◆ RECORDS SHOWN
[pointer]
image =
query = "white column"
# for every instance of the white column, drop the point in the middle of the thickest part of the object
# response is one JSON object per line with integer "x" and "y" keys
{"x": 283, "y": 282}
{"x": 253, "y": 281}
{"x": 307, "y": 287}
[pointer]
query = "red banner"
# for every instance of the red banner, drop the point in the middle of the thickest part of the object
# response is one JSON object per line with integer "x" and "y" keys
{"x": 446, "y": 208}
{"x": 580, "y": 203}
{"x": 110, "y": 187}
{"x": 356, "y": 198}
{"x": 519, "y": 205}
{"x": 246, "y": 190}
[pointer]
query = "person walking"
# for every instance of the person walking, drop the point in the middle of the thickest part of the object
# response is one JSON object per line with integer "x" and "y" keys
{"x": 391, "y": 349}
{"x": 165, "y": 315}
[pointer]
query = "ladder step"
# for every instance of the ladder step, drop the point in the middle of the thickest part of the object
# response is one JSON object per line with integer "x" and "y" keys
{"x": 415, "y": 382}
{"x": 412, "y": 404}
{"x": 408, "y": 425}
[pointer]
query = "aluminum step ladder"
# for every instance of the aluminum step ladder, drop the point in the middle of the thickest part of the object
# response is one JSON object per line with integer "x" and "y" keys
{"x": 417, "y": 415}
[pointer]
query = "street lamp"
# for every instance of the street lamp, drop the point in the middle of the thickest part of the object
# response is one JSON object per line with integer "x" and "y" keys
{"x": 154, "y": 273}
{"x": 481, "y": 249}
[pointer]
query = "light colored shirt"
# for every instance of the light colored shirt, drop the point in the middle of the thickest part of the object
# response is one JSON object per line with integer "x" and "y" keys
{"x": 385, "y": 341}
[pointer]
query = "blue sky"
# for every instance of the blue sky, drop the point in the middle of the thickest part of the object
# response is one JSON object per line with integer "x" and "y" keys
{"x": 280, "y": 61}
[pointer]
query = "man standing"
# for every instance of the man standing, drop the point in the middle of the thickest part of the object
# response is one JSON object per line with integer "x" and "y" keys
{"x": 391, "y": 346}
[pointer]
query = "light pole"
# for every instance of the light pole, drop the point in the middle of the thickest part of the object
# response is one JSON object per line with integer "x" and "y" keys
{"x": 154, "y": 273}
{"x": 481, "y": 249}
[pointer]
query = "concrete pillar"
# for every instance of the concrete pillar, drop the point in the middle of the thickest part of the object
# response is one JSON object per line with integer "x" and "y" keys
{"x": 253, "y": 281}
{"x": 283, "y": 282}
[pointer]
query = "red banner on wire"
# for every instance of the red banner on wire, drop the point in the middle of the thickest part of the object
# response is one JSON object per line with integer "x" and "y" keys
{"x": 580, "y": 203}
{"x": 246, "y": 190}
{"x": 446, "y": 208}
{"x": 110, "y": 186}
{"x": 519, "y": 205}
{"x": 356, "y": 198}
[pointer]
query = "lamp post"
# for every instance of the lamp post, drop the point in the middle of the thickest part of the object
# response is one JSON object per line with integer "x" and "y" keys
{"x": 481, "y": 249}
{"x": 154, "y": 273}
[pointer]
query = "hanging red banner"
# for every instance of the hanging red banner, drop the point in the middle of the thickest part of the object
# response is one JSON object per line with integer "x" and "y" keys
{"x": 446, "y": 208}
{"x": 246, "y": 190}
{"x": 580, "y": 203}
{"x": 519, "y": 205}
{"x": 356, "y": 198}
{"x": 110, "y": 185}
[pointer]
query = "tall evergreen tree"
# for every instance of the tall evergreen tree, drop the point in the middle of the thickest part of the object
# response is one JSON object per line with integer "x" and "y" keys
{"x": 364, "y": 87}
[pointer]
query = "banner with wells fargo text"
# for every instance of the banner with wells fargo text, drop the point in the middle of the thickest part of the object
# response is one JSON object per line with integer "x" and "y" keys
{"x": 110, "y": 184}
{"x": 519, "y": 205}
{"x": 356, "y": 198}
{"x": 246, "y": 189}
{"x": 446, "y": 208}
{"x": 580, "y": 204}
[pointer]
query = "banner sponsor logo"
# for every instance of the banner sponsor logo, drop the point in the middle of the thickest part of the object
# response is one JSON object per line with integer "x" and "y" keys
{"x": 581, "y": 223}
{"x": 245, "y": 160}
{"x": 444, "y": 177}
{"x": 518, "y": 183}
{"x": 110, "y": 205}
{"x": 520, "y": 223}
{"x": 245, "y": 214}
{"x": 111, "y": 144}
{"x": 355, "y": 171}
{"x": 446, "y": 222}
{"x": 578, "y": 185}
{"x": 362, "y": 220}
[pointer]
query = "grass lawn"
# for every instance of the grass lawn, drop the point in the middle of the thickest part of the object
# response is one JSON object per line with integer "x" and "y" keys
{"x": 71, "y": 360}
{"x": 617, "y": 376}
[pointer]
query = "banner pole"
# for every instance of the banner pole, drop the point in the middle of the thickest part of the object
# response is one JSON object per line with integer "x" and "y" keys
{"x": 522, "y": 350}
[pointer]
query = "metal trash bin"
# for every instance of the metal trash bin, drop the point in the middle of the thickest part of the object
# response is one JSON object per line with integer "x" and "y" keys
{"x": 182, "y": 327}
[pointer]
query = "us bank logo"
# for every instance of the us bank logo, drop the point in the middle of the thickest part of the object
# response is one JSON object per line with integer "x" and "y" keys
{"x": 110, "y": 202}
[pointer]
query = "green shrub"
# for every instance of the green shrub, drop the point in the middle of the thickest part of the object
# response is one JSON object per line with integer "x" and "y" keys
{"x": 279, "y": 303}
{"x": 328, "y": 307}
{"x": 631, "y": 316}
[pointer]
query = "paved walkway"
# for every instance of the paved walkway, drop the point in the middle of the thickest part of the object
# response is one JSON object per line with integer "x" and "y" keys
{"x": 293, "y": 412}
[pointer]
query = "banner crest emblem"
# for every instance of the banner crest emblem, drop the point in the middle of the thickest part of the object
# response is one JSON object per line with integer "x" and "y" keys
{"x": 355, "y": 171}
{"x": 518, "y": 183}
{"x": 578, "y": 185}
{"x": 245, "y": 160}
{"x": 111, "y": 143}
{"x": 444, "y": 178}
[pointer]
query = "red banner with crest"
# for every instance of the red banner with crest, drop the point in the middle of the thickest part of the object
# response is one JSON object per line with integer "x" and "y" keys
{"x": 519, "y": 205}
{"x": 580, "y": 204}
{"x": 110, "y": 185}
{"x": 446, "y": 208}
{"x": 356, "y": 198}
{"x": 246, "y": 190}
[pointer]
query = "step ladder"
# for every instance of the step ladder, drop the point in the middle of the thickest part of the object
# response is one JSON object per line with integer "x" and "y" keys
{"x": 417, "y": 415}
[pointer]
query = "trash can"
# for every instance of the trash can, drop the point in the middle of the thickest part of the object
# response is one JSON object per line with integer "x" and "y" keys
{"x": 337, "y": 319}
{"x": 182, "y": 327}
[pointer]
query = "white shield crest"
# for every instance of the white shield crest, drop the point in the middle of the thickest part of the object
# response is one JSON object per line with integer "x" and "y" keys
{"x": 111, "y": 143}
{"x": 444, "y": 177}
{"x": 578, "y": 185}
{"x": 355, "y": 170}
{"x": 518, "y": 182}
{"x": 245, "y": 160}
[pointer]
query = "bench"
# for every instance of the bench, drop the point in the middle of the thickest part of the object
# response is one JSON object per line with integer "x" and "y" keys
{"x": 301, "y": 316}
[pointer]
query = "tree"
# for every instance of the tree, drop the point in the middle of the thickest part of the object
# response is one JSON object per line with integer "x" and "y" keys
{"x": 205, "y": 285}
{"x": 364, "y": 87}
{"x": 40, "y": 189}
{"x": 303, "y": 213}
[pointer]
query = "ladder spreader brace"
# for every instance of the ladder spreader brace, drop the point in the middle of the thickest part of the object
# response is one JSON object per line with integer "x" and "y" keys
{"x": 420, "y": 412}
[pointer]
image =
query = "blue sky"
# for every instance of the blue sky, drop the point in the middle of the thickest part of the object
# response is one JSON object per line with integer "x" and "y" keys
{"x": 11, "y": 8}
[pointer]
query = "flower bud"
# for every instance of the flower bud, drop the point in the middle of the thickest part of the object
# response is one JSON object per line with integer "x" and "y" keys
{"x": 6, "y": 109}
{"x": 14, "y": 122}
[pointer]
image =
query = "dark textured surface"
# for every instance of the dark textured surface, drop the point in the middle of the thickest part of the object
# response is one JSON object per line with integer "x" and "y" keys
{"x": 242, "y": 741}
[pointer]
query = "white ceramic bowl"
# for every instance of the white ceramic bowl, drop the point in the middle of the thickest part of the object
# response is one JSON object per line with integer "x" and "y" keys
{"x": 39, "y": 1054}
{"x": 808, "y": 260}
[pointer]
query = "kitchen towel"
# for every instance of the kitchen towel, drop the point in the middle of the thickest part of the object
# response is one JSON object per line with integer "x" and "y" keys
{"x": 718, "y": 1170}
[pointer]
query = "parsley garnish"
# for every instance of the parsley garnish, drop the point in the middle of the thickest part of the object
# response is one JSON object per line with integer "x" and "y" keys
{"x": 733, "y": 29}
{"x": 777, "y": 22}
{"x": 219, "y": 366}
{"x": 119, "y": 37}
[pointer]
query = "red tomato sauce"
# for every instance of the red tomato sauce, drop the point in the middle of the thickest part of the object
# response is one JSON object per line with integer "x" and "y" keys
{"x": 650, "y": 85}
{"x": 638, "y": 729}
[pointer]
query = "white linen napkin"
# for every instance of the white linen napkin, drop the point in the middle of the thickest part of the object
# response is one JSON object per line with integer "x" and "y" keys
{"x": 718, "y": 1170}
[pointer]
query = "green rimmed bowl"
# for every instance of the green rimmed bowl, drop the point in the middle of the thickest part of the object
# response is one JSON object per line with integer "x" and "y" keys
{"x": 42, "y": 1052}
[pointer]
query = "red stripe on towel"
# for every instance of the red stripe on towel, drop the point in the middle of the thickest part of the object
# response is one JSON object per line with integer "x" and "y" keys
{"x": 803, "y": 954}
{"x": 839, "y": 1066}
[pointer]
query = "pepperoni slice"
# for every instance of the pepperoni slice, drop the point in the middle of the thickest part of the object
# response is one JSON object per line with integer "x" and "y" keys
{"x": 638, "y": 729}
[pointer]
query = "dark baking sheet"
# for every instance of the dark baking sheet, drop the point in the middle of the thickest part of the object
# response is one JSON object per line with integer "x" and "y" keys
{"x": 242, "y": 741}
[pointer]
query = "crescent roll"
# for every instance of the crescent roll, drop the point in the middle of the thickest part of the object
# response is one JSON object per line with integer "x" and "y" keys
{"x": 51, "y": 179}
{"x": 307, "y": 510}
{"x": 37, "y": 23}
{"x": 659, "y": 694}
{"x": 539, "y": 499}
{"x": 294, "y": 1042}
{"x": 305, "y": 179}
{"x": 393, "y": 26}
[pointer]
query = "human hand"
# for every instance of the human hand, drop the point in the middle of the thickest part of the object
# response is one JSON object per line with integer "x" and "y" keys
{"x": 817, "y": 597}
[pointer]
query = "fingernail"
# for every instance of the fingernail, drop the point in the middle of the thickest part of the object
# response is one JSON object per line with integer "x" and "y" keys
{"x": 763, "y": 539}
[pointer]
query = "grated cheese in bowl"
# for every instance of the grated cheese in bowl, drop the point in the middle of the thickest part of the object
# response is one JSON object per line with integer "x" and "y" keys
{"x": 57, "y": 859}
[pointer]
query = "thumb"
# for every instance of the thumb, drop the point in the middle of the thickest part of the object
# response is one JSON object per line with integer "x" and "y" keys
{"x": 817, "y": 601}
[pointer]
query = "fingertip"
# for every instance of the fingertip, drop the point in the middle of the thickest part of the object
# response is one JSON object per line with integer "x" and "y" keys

◆ EXERCISE PROMPT
Looking at the data above, show all lines where the word "sauce" occurs.

◆ ANSWER FOR THIS EXERCISE
query = "red tomato sauce"
# for every instance of the red tomato sauce, drop the point in the middle of the thickest part of the object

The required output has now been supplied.